*ACTION ITEM*: Which lines below hold the word "brown"? Report each one.

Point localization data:
-------------------------
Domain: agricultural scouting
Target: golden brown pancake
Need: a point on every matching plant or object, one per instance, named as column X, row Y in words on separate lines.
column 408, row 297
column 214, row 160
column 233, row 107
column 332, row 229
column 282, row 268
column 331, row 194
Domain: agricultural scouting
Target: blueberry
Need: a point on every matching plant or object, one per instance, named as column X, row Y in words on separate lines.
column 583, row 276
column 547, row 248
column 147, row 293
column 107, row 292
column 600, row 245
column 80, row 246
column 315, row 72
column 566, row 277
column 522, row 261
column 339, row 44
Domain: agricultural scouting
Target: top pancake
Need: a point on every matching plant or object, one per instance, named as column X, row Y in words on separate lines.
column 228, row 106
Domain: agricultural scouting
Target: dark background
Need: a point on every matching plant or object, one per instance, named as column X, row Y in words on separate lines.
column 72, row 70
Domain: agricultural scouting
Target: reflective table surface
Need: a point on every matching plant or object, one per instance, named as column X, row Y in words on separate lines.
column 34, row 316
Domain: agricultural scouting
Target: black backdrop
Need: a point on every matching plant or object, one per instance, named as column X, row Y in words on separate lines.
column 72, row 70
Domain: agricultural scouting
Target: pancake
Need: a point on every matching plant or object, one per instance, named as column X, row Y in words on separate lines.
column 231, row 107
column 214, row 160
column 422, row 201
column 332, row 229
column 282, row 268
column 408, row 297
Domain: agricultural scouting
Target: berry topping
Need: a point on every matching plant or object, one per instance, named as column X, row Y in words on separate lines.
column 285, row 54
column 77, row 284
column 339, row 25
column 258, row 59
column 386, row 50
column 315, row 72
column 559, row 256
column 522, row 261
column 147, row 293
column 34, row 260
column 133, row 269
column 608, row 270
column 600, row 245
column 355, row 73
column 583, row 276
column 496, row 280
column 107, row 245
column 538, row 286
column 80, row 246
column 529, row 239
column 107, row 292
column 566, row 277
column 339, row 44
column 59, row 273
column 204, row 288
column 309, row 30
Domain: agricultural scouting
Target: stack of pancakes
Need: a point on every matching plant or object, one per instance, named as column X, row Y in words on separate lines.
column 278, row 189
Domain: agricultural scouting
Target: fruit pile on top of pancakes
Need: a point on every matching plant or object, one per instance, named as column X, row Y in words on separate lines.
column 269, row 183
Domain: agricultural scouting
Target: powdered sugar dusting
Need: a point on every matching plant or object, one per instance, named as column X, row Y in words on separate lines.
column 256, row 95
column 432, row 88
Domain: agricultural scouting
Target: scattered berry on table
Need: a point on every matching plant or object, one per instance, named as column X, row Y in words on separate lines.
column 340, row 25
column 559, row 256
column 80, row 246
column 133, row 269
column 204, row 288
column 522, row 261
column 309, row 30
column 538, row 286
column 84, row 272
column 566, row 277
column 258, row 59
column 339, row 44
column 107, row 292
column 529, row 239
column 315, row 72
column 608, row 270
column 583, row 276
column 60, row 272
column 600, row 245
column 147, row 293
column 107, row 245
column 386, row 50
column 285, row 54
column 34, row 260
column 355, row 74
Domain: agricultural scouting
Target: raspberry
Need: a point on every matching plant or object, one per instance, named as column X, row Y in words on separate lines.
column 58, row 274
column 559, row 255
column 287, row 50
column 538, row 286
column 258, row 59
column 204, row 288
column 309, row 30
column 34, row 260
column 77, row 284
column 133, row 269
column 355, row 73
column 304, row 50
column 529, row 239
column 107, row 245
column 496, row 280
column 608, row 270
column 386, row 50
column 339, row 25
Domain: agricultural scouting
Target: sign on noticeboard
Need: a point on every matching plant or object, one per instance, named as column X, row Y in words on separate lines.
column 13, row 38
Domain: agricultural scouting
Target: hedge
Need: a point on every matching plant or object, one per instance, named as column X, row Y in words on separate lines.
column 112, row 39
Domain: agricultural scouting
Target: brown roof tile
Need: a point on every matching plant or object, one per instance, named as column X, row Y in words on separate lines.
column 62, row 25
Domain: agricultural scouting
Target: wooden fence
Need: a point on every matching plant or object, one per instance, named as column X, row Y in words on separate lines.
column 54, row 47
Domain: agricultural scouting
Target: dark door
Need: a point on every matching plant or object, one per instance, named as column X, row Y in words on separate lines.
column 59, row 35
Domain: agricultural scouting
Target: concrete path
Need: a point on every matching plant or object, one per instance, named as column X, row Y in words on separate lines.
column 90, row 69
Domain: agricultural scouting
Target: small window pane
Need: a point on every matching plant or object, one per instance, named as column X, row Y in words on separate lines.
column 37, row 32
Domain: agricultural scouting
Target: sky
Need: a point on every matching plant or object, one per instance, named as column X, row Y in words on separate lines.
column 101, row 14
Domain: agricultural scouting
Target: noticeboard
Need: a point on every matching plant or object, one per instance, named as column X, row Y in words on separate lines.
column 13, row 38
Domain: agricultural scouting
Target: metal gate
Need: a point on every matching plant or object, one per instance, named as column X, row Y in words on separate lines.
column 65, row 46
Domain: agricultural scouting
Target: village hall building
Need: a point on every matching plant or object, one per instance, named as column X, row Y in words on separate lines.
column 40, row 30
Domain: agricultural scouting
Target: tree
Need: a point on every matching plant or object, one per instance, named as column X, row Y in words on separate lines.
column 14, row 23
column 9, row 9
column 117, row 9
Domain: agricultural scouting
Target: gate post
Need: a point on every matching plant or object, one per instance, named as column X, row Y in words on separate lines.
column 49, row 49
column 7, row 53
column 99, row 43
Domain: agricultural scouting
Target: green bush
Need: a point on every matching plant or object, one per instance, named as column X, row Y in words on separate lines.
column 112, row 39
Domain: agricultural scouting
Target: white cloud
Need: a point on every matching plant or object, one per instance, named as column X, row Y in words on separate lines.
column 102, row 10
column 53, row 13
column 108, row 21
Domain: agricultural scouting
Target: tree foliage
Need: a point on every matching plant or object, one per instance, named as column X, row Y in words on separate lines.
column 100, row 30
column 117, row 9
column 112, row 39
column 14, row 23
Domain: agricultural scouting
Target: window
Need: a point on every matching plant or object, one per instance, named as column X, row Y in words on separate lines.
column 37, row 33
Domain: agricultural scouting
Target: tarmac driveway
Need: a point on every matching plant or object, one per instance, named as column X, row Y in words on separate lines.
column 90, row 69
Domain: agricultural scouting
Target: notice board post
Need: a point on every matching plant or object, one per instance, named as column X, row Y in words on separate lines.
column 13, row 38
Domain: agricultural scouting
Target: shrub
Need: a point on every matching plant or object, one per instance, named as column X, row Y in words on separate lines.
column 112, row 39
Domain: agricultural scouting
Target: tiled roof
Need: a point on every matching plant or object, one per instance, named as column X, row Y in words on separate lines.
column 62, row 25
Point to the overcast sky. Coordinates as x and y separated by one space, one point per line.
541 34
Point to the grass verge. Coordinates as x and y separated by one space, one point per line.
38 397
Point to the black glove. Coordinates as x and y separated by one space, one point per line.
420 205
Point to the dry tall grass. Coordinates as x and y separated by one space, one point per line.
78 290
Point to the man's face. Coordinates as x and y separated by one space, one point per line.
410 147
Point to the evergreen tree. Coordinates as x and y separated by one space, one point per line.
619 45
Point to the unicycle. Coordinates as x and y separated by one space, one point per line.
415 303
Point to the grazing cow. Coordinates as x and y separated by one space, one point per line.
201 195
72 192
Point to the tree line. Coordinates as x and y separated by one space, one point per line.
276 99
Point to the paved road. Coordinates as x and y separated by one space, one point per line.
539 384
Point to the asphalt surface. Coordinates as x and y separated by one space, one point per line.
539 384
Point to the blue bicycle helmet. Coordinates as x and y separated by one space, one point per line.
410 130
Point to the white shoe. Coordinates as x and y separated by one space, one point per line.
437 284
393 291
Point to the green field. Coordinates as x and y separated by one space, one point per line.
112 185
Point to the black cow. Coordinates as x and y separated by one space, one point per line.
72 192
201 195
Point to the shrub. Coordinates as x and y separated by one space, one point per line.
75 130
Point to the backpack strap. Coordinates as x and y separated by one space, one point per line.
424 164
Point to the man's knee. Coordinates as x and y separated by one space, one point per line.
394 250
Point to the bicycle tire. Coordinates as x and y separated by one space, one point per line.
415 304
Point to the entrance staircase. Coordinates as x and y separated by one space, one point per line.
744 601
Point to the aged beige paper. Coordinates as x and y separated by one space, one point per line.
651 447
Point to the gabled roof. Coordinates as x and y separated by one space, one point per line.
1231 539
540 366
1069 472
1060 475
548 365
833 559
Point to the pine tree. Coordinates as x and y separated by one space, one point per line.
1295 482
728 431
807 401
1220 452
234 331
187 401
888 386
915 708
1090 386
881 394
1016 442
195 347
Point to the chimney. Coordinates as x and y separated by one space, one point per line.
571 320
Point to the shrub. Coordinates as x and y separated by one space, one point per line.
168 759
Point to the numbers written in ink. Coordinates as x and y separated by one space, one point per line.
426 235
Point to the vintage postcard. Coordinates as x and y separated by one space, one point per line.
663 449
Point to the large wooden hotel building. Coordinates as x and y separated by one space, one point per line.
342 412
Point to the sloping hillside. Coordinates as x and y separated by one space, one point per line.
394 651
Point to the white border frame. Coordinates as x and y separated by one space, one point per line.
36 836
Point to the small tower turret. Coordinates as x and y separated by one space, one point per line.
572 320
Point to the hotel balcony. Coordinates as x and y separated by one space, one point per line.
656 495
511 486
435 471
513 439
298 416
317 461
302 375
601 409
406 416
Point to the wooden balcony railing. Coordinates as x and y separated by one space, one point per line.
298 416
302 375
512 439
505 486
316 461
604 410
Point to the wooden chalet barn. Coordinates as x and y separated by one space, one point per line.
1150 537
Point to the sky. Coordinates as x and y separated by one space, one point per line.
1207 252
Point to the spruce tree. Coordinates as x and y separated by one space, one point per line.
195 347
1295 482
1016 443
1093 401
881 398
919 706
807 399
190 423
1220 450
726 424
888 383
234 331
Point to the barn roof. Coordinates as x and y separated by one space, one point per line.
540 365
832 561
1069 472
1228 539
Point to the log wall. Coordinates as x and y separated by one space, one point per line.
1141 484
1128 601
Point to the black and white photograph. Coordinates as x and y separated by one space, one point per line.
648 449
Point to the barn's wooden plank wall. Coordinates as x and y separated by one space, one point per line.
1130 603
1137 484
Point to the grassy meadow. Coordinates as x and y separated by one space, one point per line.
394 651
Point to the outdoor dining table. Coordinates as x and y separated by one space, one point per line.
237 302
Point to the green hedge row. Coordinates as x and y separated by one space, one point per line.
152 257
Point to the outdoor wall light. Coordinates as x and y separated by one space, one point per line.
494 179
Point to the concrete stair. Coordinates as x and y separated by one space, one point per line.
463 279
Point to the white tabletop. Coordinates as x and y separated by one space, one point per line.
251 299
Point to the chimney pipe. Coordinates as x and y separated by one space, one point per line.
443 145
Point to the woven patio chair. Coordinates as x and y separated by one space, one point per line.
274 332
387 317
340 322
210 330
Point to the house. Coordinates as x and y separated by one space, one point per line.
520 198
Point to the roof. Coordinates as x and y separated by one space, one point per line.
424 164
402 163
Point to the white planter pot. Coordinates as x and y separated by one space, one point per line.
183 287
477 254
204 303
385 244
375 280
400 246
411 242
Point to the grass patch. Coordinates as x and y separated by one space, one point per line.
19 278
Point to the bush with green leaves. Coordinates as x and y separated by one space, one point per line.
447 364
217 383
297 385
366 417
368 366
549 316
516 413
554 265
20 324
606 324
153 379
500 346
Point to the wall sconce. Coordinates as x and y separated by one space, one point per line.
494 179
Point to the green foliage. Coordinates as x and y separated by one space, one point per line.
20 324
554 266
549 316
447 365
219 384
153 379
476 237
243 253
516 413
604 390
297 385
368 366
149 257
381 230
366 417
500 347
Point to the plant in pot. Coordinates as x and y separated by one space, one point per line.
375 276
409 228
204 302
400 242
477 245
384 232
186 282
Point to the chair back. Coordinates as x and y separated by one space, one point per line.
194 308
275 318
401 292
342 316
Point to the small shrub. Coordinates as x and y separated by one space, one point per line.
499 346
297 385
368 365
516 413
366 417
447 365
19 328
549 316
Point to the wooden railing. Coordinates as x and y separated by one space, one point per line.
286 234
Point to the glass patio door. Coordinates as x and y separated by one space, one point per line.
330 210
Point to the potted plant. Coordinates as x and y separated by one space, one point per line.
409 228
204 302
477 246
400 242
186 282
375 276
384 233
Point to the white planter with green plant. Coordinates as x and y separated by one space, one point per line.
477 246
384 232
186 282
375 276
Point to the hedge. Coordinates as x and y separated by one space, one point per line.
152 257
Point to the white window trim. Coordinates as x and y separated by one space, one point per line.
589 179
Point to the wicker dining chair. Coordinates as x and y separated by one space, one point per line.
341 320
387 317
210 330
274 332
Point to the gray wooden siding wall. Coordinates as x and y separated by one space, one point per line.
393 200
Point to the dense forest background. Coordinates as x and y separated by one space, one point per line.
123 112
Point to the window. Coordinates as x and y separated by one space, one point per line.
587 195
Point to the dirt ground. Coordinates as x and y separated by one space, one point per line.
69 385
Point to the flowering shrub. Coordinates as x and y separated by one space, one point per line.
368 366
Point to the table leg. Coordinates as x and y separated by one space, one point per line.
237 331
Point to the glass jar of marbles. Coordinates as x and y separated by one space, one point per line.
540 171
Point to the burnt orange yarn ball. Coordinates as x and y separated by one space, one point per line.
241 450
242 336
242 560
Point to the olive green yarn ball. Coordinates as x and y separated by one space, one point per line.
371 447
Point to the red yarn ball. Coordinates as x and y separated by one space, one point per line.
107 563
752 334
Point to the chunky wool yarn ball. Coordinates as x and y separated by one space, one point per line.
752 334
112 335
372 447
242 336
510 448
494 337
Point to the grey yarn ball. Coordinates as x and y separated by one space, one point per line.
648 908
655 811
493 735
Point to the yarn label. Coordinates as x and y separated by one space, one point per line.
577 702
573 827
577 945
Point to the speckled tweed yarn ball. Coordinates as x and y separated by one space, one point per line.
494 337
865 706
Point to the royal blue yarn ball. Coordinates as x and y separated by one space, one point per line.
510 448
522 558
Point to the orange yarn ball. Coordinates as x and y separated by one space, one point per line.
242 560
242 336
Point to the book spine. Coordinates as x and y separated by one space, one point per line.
-------------------------
*WRITTEN ANSWER*:
Target: golden brown pancake
Target: brown roof tile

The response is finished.